(Records of labeled points)
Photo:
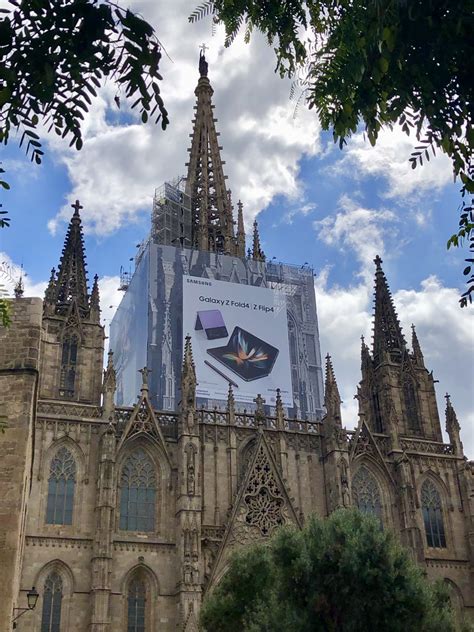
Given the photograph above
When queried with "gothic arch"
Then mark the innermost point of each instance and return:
(67, 584)
(245, 455)
(411, 404)
(383, 486)
(432, 479)
(80, 475)
(162, 477)
(71, 340)
(457, 601)
(140, 591)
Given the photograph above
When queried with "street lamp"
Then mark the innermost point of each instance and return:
(31, 600)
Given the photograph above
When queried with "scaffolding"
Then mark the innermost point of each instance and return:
(171, 221)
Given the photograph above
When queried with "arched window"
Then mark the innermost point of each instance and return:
(378, 424)
(411, 405)
(138, 493)
(433, 515)
(61, 482)
(366, 493)
(136, 602)
(52, 598)
(68, 366)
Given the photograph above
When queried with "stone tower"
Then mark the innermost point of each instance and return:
(73, 340)
(211, 204)
(135, 510)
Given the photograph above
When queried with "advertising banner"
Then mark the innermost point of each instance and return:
(240, 336)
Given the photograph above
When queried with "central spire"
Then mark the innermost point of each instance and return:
(388, 336)
(213, 224)
(70, 284)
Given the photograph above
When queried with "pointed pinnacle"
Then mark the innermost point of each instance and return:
(332, 399)
(388, 336)
(95, 297)
(188, 360)
(240, 218)
(257, 251)
(452, 422)
(110, 359)
(415, 346)
(230, 398)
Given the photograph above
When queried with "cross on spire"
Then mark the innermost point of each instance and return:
(77, 207)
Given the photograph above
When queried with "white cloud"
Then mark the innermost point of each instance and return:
(10, 273)
(110, 297)
(119, 167)
(359, 229)
(390, 160)
(446, 335)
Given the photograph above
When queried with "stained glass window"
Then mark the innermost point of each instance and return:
(366, 492)
(136, 606)
(52, 598)
(433, 515)
(68, 365)
(411, 405)
(138, 493)
(378, 424)
(61, 482)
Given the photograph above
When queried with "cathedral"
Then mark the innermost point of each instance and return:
(122, 510)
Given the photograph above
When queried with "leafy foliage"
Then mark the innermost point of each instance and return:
(342, 573)
(5, 317)
(55, 54)
(378, 63)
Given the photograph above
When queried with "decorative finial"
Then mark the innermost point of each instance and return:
(203, 65)
(77, 207)
(145, 371)
(19, 290)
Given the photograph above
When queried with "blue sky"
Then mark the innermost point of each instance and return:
(333, 209)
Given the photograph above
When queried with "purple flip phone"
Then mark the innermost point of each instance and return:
(212, 322)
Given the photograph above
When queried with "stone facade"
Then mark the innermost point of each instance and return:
(19, 373)
(124, 517)
(220, 478)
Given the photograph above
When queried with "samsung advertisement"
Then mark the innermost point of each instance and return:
(239, 337)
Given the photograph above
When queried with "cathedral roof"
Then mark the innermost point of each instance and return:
(69, 285)
(388, 336)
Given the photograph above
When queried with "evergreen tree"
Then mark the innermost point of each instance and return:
(344, 573)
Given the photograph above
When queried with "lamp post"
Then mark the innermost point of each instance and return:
(31, 600)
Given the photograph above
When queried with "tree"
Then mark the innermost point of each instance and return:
(377, 63)
(55, 54)
(343, 573)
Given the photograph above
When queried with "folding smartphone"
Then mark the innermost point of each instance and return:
(212, 322)
(246, 355)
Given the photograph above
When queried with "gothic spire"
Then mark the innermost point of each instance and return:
(452, 426)
(213, 227)
(332, 399)
(388, 337)
(95, 300)
(188, 377)
(109, 384)
(257, 252)
(415, 347)
(240, 230)
(70, 283)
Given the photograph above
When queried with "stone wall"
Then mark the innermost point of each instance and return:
(19, 362)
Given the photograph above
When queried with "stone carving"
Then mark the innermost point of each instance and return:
(263, 508)
(190, 469)
(344, 480)
(366, 492)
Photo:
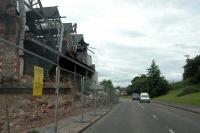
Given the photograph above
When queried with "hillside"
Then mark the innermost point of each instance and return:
(182, 92)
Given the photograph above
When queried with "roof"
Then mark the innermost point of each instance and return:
(46, 12)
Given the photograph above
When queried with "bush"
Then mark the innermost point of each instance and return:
(188, 90)
(33, 131)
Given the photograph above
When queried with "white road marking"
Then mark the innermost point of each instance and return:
(140, 105)
(171, 131)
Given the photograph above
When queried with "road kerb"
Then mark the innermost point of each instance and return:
(93, 121)
(182, 108)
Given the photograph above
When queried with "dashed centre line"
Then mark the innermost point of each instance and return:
(171, 131)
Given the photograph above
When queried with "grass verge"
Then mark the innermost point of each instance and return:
(171, 96)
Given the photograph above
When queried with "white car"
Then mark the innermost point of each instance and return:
(144, 98)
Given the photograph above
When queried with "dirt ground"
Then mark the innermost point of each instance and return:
(26, 111)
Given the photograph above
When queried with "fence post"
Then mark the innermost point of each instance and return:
(57, 96)
(95, 102)
(82, 102)
(7, 111)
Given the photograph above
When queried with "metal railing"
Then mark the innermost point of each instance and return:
(65, 93)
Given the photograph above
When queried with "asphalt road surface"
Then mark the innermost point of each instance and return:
(132, 117)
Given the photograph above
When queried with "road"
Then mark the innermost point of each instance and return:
(132, 117)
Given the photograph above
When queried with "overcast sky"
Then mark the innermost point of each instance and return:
(128, 34)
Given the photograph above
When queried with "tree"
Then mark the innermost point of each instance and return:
(192, 69)
(139, 83)
(157, 84)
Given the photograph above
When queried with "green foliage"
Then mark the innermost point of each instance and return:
(139, 84)
(153, 82)
(192, 70)
(171, 96)
(33, 131)
(157, 84)
(188, 90)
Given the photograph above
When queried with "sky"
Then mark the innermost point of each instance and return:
(128, 34)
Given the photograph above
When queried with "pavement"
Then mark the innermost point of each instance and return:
(190, 108)
(133, 117)
(73, 124)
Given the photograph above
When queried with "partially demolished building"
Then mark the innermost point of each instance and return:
(39, 29)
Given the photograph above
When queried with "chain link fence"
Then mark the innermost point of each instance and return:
(65, 93)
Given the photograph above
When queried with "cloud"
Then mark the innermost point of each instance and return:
(128, 34)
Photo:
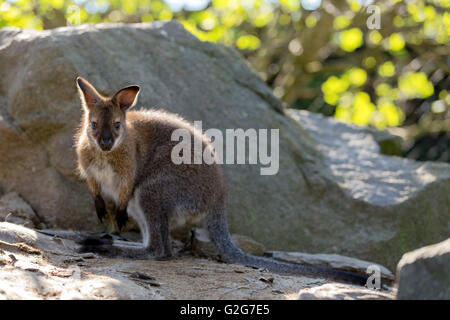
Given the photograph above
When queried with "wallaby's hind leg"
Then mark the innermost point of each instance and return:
(157, 215)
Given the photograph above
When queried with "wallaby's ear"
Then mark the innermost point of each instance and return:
(126, 97)
(89, 96)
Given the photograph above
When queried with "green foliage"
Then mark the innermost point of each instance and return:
(326, 56)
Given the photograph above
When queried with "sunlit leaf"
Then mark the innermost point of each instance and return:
(351, 39)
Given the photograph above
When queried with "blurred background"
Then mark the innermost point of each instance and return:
(379, 63)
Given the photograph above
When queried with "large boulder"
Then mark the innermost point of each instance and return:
(334, 192)
(424, 274)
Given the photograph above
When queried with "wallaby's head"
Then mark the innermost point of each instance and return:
(105, 123)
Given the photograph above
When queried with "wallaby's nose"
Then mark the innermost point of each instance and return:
(106, 144)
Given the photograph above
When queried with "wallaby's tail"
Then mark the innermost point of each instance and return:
(217, 226)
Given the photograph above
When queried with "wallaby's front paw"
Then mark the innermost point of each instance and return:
(121, 218)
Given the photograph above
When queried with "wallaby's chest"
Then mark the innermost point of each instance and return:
(107, 177)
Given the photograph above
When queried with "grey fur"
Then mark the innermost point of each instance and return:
(164, 195)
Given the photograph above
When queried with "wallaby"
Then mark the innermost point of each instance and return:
(125, 156)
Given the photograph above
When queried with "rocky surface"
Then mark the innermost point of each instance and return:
(334, 192)
(15, 210)
(425, 273)
(341, 292)
(38, 266)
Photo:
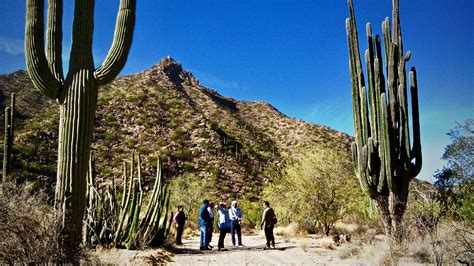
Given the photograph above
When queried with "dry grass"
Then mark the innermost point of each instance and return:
(29, 231)
(304, 244)
(287, 232)
(328, 245)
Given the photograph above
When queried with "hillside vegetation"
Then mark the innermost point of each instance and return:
(164, 111)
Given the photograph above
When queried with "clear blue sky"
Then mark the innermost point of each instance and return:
(292, 54)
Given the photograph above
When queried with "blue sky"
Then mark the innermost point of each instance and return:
(292, 54)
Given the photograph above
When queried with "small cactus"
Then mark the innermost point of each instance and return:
(8, 138)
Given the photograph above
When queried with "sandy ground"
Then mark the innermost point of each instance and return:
(311, 250)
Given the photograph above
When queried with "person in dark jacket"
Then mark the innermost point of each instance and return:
(223, 225)
(204, 220)
(179, 220)
(268, 224)
(210, 228)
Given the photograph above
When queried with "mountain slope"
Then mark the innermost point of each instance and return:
(164, 111)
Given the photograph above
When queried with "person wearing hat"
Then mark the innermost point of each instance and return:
(268, 222)
(204, 220)
(223, 225)
(235, 216)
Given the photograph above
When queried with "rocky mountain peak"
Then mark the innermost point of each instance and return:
(171, 69)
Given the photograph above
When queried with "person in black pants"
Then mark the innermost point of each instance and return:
(179, 219)
(268, 222)
(210, 228)
(223, 224)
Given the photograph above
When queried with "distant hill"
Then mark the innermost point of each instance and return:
(164, 111)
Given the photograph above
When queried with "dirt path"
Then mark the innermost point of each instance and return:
(300, 251)
(310, 250)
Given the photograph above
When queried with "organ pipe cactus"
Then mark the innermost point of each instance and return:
(8, 138)
(76, 94)
(128, 223)
(385, 160)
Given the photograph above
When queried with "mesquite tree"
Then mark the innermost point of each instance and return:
(76, 94)
(384, 158)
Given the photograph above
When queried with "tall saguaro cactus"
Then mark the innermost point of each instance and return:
(76, 95)
(385, 159)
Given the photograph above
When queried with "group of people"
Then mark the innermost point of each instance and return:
(230, 220)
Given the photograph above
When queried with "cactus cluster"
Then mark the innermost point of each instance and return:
(385, 159)
(8, 138)
(127, 223)
(76, 94)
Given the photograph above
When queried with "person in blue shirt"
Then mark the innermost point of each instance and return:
(235, 216)
(223, 225)
(204, 220)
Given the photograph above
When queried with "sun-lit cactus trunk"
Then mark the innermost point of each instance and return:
(77, 112)
(76, 95)
(384, 158)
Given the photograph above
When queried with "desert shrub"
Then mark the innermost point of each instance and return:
(316, 191)
(29, 231)
(189, 190)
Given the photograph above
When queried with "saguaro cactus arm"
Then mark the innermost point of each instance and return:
(36, 62)
(121, 44)
(416, 149)
(54, 36)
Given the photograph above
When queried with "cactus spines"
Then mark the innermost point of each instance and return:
(8, 138)
(76, 94)
(385, 159)
(128, 223)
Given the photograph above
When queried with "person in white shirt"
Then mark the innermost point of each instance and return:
(235, 216)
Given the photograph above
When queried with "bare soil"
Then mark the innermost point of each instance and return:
(309, 250)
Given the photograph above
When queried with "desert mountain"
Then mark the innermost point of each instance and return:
(164, 111)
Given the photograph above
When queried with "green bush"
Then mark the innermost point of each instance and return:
(315, 191)
(188, 190)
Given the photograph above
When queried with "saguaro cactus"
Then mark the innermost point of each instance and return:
(8, 138)
(384, 158)
(76, 95)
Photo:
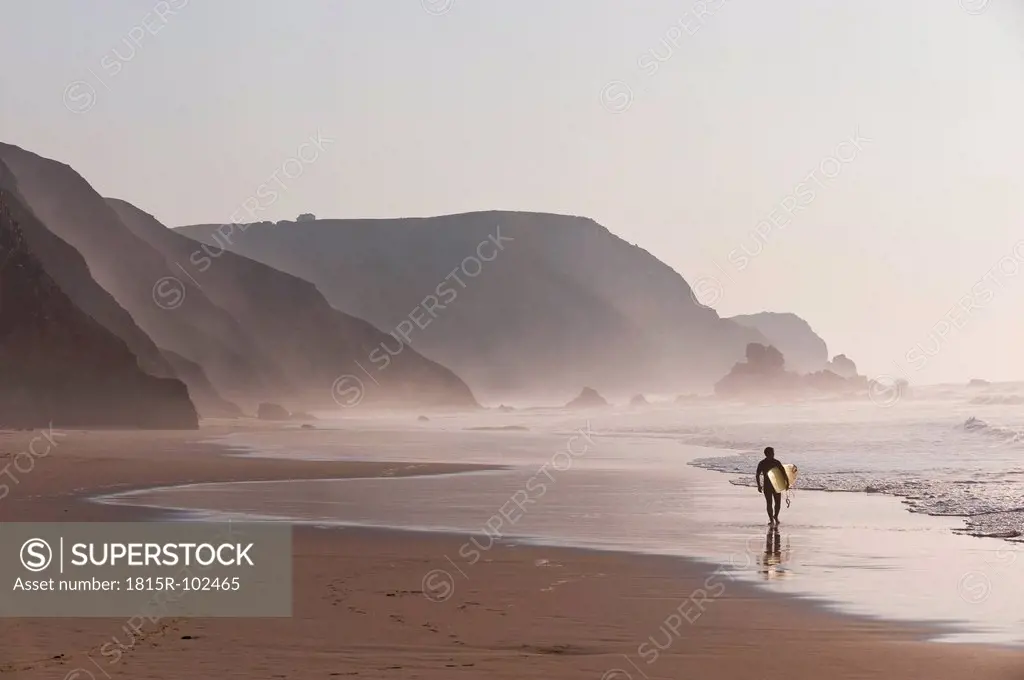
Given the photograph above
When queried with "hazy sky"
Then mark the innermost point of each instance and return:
(680, 126)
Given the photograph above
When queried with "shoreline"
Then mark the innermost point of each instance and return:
(569, 611)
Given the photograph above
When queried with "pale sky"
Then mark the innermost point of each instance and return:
(677, 132)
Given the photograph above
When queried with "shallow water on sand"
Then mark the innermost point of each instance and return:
(625, 481)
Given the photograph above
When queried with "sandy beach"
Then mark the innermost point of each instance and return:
(360, 607)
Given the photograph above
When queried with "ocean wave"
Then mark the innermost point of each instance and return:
(998, 399)
(973, 424)
(989, 504)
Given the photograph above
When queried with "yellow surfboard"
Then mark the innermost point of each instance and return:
(780, 482)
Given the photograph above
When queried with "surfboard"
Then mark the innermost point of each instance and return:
(778, 482)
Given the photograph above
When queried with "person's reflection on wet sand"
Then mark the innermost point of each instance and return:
(773, 553)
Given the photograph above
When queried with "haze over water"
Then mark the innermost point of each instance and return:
(650, 481)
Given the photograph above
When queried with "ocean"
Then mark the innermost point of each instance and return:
(911, 511)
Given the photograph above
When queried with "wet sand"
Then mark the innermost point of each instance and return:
(381, 603)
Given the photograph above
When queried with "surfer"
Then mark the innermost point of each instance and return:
(772, 497)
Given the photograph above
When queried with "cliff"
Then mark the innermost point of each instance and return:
(312, 344)
(514, 302)
(59, 366)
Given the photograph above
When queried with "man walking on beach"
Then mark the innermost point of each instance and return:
(771, 496)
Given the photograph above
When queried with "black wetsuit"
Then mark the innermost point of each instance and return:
(771, 496)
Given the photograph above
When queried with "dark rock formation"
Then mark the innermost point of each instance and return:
(639, 401)
(267, 411)
(58, 365)
(764, 374)
(805, 351)
(291, 324)
(516, 303)
(588, 398)
(843, 367)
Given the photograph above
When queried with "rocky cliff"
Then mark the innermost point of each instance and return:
(326, 353)
(512, 301)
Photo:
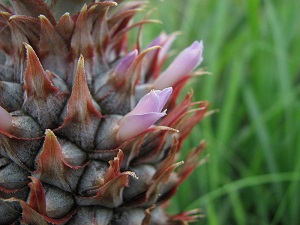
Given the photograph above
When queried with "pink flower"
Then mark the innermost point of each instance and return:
(183, 64)
(125, 64)
(5, 120)
(145, 114)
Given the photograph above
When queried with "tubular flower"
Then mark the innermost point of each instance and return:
(183, 64)
(146, 113)
(5, 120)
(83, 140)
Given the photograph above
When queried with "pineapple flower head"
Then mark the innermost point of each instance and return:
(90, 124)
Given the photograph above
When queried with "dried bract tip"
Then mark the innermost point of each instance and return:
(5, 120)
(145, 114)
(125, 63)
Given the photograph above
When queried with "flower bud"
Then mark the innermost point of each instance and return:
(145, 114)
(125, 63)
(5, 120)
(183, 64)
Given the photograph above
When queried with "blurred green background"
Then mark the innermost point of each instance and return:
(252, 49)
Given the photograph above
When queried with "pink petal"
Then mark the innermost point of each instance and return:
(133, 125)
(183, 64)
(5, 120)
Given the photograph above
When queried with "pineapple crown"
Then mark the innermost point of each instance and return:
(72, 91)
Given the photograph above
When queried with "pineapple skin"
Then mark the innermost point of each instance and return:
(62, 161)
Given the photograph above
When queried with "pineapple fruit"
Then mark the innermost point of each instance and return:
(90, 130)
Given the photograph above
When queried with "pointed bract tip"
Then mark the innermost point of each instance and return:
(5, 120)
(125, 63)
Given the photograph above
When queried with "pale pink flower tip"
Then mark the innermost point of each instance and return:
(5, 120)
(125, 63)
(145, 114)
(182, 65)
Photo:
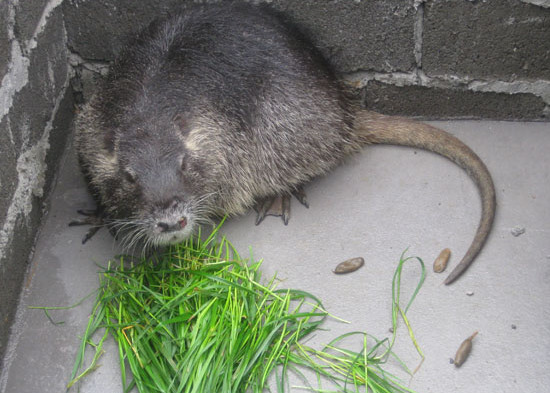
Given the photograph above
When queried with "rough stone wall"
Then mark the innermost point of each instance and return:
(423, 58)
(35, 116)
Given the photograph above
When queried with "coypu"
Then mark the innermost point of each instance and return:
(218, 108)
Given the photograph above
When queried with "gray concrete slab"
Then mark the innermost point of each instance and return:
(381, 202)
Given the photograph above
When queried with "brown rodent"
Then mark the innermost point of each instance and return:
(217, 107)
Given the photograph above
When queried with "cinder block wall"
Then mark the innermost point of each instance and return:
(35, 115)
(423, 58)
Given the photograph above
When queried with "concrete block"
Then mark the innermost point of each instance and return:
(27, 18)
(357, 35)
(97, 30)
(47, 75)
(5, 58)
(8, 174)
(500, 39)
(438, 103)
(31, 140)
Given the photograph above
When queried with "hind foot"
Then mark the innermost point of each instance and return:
(94, 218)
(279, 206)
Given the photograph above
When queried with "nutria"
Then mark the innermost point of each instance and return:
(218, 108)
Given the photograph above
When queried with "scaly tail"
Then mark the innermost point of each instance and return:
(375, 128)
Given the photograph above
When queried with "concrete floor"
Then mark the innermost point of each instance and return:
(379, 203)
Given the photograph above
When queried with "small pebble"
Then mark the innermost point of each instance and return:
(441, 261)
(349, 265)
(517, 231)
(464, 351)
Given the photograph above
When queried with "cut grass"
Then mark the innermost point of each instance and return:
(198, 320)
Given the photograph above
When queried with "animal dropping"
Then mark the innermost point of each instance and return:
(217, 108)
(464, 351)
(349, 265)
(442, 260)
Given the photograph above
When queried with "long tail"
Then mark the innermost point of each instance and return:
(380, 129)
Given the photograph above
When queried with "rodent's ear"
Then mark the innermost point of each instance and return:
(109, 141)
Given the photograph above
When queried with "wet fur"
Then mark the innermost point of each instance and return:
(212, 109)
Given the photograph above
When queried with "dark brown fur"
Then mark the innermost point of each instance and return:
(219, 106)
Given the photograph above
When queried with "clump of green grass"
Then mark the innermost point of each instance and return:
(198, 320)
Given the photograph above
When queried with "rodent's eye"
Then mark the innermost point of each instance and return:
(130, 177)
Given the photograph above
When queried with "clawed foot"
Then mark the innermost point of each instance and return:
(93, 218)
(279, 206)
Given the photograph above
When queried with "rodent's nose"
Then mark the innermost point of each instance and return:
(172, 227)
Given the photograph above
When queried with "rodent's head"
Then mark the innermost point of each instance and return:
(158, 197)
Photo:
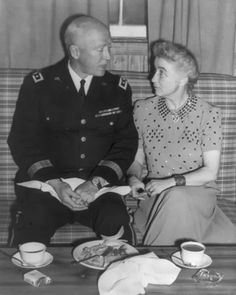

> WHAT IS REQUIRED
Identify every line in the records above that contains the string "water". Copy each of those lines in full.

> EXERCISE RESPONSE
When queried with "shallow water on sand"
When queried with "haze over water"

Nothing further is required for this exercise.